-- CHECK YOUR UNDERSTANDING --
A. According to the news report below on the cholera outbreak in Pir Koh, why did residents of the area drink from contaminated ponds? Answer in one to three sentences.
B. Please answer these questions from the Pir Koh water-scarcity report below:
(i) About how many people live in Pir Koh?
(ii) How much money was released as a special fund, and to which department?
(iii) Until when are tankers meant to keep supplying water to the area?
C. Resume the news report below on water scarcity in Pir Koh from the point where it ends.

-- EXTRACT --
=======

QUETTA: The provincial administration of Balochistan on Wednesday took notice of water scarcity in Pir Koh, a settlement in the remote region of Dera Bugti in Pakistan’s southwest, which caused an outbreak of cholera and claimed the lives of at least two people.
With a population of about 40,000, the residents of the area were forced to rely on contaminated ponds to quench their thirst in the absence of adequate clean drinking water.
“Chief Minister Balochistan Mir Abdul Quddus Bizenjo has taken notice of water scarcity in Pir Koh area of Dera Bugti,” said an official statement circulated by his office. “A special fund of Rs10 million has been released to the PHE [Public Health Engineering] department to supply water [to the area] on an emergency basis.”
The statement noted that the provincial administration had also decided to send medical teams to Pir Koh while instructing relevant authorities to ensure continuous water supply to the area with the help of tankers until the beginning of the monsoon season.

=======

-- EXTRACTED INFORMATION --
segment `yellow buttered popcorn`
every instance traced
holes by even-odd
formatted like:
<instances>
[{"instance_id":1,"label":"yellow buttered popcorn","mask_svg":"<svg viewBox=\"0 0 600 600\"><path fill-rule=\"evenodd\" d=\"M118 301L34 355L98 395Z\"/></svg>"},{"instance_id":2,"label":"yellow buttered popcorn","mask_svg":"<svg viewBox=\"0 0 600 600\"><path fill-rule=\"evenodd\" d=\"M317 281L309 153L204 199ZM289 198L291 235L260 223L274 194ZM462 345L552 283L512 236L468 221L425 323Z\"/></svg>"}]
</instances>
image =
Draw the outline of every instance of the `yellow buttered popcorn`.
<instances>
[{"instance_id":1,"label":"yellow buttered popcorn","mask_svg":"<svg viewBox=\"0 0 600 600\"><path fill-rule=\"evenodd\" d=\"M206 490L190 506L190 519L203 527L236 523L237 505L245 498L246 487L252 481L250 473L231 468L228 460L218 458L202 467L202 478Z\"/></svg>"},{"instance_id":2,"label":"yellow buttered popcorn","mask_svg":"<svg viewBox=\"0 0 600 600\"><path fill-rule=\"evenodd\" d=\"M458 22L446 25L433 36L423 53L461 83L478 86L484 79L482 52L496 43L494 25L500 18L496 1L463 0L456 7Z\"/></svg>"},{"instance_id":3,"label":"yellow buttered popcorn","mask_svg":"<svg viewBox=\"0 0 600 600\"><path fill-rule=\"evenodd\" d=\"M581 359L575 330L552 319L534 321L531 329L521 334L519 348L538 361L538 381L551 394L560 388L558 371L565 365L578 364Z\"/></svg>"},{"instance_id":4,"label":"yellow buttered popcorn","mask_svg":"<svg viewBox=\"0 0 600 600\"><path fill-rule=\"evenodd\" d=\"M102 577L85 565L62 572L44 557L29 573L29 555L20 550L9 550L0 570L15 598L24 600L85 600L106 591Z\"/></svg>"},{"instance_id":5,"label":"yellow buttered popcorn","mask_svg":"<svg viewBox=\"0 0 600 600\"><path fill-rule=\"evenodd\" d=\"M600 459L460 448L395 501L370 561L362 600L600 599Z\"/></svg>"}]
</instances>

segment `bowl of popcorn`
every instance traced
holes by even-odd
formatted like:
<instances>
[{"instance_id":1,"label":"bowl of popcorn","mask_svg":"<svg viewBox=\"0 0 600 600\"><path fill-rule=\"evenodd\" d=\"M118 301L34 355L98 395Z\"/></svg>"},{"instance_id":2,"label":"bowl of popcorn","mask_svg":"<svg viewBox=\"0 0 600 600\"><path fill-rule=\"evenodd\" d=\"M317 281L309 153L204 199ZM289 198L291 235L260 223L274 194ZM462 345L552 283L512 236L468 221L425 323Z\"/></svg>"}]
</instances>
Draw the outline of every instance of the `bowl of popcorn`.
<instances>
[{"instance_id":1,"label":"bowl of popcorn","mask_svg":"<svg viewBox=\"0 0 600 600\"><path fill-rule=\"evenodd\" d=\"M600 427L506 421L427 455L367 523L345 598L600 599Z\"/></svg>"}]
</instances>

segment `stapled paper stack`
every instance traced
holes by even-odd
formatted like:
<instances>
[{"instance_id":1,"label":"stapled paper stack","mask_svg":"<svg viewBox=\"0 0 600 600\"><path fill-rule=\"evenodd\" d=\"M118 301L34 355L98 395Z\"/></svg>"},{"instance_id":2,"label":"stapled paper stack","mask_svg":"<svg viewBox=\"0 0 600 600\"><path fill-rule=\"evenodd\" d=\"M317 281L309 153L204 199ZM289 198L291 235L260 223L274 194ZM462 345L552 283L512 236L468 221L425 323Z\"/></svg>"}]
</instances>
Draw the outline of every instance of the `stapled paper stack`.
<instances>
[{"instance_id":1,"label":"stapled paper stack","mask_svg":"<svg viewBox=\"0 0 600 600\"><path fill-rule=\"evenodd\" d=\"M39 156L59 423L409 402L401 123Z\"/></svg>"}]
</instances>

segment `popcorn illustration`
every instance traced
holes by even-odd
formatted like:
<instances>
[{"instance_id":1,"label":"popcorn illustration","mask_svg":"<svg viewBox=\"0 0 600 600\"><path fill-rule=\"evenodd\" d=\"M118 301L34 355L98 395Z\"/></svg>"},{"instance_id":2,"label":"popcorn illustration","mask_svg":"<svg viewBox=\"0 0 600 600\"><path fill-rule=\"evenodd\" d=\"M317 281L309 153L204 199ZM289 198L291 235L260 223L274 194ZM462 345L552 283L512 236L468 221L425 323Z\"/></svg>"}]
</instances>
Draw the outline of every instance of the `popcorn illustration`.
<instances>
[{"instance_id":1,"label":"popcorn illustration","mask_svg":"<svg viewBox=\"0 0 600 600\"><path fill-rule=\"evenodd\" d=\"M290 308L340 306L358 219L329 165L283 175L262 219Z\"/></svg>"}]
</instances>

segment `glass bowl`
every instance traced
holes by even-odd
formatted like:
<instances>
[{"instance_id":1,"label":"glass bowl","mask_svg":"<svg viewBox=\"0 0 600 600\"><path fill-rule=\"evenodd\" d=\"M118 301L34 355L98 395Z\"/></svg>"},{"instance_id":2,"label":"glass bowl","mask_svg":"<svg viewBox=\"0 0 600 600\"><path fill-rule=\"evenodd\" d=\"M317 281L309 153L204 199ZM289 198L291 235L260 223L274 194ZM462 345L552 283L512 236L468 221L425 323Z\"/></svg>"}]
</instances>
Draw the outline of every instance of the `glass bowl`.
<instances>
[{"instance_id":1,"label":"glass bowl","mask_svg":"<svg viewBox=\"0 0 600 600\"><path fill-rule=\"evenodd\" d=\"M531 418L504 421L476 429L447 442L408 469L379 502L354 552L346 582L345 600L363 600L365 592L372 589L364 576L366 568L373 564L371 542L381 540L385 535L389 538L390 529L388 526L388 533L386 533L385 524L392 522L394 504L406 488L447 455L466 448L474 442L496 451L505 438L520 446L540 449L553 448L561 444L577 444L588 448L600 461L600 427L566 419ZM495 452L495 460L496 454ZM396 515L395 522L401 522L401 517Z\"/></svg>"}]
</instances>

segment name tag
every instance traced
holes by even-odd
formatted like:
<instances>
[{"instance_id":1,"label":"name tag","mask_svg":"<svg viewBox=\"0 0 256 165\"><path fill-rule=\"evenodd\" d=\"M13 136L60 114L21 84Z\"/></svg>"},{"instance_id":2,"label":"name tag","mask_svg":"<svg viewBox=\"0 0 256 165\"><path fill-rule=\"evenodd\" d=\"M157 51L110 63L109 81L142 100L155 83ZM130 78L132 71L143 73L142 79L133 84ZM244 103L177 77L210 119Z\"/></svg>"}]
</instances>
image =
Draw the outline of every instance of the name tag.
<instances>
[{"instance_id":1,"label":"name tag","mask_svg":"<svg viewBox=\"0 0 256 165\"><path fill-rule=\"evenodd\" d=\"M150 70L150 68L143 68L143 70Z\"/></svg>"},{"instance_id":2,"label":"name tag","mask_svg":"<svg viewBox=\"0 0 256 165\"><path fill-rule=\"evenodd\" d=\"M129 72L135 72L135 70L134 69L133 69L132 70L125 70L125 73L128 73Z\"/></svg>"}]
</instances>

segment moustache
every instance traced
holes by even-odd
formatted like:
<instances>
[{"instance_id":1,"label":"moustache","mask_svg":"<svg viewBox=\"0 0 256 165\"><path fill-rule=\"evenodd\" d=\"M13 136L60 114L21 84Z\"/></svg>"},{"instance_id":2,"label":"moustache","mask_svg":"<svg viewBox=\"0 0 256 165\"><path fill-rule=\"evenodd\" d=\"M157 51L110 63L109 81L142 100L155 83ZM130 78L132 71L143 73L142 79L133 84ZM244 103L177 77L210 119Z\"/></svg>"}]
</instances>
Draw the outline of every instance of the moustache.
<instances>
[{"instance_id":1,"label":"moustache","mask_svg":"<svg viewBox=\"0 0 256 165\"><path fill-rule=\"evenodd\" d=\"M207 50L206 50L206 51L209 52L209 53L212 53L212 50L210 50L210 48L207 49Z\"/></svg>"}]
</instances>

=======

-- WRITTEN RESPONSES --
A. The residents relied on contaminated ponds because the area lacked adequate clean drinking water.

B.
(i) About 40,000.
(ii) Rs10 million, to the PHE (Public Health Engineering) department.
(iii) Until the beginning of the monsoon season.

C.
According to local officials, about 1,500 people were facing health issues due to the cholera outbreak which also claimed the lives of a woman and a child on Wednesday morning.
“The basic health unit [in Pir Koh] has been treating nearly 1,500 patients, most of them women and children, with clear symptoms of diarrhea since the last week of April after the town was hit by a cholera outbreak,” Azam Bugti, district health officer in Dera Bugti, told Arab News.
“We collected water samples from ponds being used for drinking purposes which have tested positive for the bacteria causing cholera,” he added.
Pictures and video clips on social media showed the residents of Pir Koh fetching contaminated water from a pool to meet their requirements, as hundreds of others queued up to get clean drinking water from bousers sent by the provincial administration.
“The water needs of people in the area increased as temperature started rising in the first week of May,” said the deputy commissioner of Dera Bugti, Mumtaz Kethran. “Unfortunately, water level in most of the towns in Dera Bugti has dropped to about a thousand feet. Hence, the population is now dependent on rains.”
Dera Bugti, a town rich with natural gas, has been fulfilling the country’s fuel requirements since 1951, though poverty and lawlessness have deprived its own people of basic needs during all these decades.
Pakistan’s state-owned Oil and Gas Development Company Limited (OGDCL) has been regularly providing four water bousers to fulfill the needs of people in Pir Koh, but they are no longer sufficient for the growing population of the area.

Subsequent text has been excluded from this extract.